**** Auszug aus Dokument

Die Entwicklung einer Herzinsuffizienz bei denjenigen, die nicht genetisch prädisponiert waren, wurde anhand von Krankenakten und Totenscheinen während einer durchschnittlichen Nachbeobachtungszeit von 11,5 Jahren ermittelt. Während dieser Zeit entwickelten 4449 (fast 3 %) der Teilnehmer eine Herzinsuffizienz. Bei Teilnehmern, die keine Hörgeräte trugen, stand der SRT-Wert in einem signifikant positiven Zusammenhang mit dem Risiko, eine Herzinsuffizienz zu entwickeln.

Im Vergleich zu den Teilnehmern mit normalem Hörvermögen lag das bereinigte erhöhte Risiko, an einer Herzinsuffizienz zu erkranken, bei 15 beziehungsweise 28 Prozent für unzureichendes und schlechtes Hören und bei 26 Prozent für das Tragen von Hörgeräten. 

Der Zusammenhang zwischen SRT-Werten und dem Risiko einer Herzinsuffizienz war bei Personen, die zu Beginn der Studie keine koronare Herzkrankheit oder einen Schlaganfall hatten, stärker.

Die SRT-Werte waren bei denjenigen, die keine Hörgeräte trugen, signifikant positiv mit sozialer Isolation, psychischem Stress und Neurotizismus verbunden. Und diese Faktoren spielten eine wesentliche Rolle bei den beobachteten Assoziationen bei den Teilnehmern, die keine Hörgeräte trugen. Sie machten jeweils drei, 17 und 3 Prozent des erhöhten Risikos für die Entwicklung einer Herzinsuffizienz aus.

Wenn die Werte für soziale Isolation, psychische Belastung und Neurotizismus bei den Teilnehmern, die vollständige Daten zu diesen Faktoren hatten, kombiniert wurden, betrug der vermittelnde Effekt insgesamt etwas mehr als neun Prozent.

Dies war weniger als die Summe der vermittelnden Effekte jedes einzelnen Faktors, die sich auf 19,5 Prozent belief, was auf eine Überschneidung und Interaktion zwischen diesen drei Faktoren hindeutet, so die Vermutung der Studienautoren.

********

Zu lösende Aufgabe: Wie lässt sich der Text über Hörvermögen und das Risiko einer Herzinsuffizienz im Anschluss an seinen letzten Satz fortsetzen?

**** Daten zur Prüfung

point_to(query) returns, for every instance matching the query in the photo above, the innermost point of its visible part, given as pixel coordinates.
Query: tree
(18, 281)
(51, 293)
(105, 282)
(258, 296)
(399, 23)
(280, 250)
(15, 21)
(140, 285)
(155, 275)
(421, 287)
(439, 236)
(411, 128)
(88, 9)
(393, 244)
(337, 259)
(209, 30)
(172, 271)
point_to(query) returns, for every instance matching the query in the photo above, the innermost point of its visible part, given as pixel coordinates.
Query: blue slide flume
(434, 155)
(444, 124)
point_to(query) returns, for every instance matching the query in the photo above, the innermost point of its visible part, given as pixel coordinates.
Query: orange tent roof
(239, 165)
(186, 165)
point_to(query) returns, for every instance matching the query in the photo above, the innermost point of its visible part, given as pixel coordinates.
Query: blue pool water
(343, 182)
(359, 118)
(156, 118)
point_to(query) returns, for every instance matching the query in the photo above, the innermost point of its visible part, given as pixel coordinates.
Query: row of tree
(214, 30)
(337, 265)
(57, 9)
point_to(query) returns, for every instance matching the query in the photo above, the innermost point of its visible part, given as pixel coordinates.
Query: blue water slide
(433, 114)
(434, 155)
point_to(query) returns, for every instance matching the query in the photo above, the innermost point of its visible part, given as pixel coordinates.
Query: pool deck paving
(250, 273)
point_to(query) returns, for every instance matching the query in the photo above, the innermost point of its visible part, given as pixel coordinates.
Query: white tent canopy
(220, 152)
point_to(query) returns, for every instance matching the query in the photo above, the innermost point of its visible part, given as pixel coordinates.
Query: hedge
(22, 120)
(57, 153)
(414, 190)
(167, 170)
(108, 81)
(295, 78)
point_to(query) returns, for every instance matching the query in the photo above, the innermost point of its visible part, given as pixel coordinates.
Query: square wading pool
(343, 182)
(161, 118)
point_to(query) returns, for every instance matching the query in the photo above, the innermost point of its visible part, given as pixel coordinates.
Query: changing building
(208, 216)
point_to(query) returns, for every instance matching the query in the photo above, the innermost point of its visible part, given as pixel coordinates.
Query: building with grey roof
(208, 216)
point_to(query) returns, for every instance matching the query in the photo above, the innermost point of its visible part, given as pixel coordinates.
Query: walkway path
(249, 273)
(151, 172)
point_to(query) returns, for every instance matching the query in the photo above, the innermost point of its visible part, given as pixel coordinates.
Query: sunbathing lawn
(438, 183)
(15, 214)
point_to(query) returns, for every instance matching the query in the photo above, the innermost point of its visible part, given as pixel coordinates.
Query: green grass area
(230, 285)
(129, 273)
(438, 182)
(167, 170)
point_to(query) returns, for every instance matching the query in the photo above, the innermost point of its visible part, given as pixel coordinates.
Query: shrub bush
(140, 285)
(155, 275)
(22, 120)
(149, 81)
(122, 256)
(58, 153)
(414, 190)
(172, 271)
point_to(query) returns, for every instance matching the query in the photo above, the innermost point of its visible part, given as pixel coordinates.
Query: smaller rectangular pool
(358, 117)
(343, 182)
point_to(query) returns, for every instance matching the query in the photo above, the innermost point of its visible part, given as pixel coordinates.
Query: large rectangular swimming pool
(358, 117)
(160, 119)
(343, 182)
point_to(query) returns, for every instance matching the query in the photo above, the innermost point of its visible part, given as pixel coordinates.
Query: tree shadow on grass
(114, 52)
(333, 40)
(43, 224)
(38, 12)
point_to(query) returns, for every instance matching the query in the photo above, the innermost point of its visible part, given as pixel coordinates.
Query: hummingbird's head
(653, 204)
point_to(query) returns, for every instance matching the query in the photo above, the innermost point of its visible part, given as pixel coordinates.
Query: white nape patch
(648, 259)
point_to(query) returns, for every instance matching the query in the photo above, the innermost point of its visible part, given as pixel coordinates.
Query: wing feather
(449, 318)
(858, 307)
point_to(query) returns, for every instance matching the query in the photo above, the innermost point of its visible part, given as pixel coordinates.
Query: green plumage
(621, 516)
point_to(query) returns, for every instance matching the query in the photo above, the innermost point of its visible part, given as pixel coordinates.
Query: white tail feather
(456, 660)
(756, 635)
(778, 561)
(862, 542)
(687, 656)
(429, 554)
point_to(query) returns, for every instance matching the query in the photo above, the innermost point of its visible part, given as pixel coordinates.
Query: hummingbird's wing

********

Ergebnis der Aufgabe:
Da es sich um eine Beobachtungsstudie handelt, können Ursache und Wirkung nicht festgestellt werden. Außerdem wurden die Daten über das Gehör nur zu Beginn der Studie erhoben, während die Teilnehmer der aktuellen Studie hauptsächlich europäischer Abstammung und gesünder als die britische Allgemeinbevölkerung waren, räumen sie ein.

Aber es gibt plausible biologische Erklärungen für ihre Ergebnisse, erklären die Autoren: „Die reiche Verteilung von Kapillaren in der Cochlea und der hohe Stoffwechselbedarf des Innenohrs machen diese Regionen möglicherweise anfälliger für systemische Gefäßstörungen und nicht nur für lokale Durchblutungsprobleme.“ Daher könne eine Hörminderung die vaskuläre Gesundheit widerspiegeln und als ein früher und empfindlicher Prädiktor für kardiovaskuläre Erkrankungen, einschließlich Herzinsuffizienz, dienen.

„Bemerkenswert ist, dass sowohl die Teilnehmer, die ein Hörgerät benutzten, als auch diejenigen mit schlechtem Hörvermögen ein ähnlich signifikant erhöhtes Risiko für das Auftreten einer Herzinsuffizienz aufwiesen“, erklären die Studienautoren. Das deute darauf hin, dass Hörgeräte zwar die Hörfunktion verbessern können, aber möglicherweise nicht die zugrunde liegenden vaskulären Probleme angehen, die zum Risiko einer Herzinsuffizienz beitragen.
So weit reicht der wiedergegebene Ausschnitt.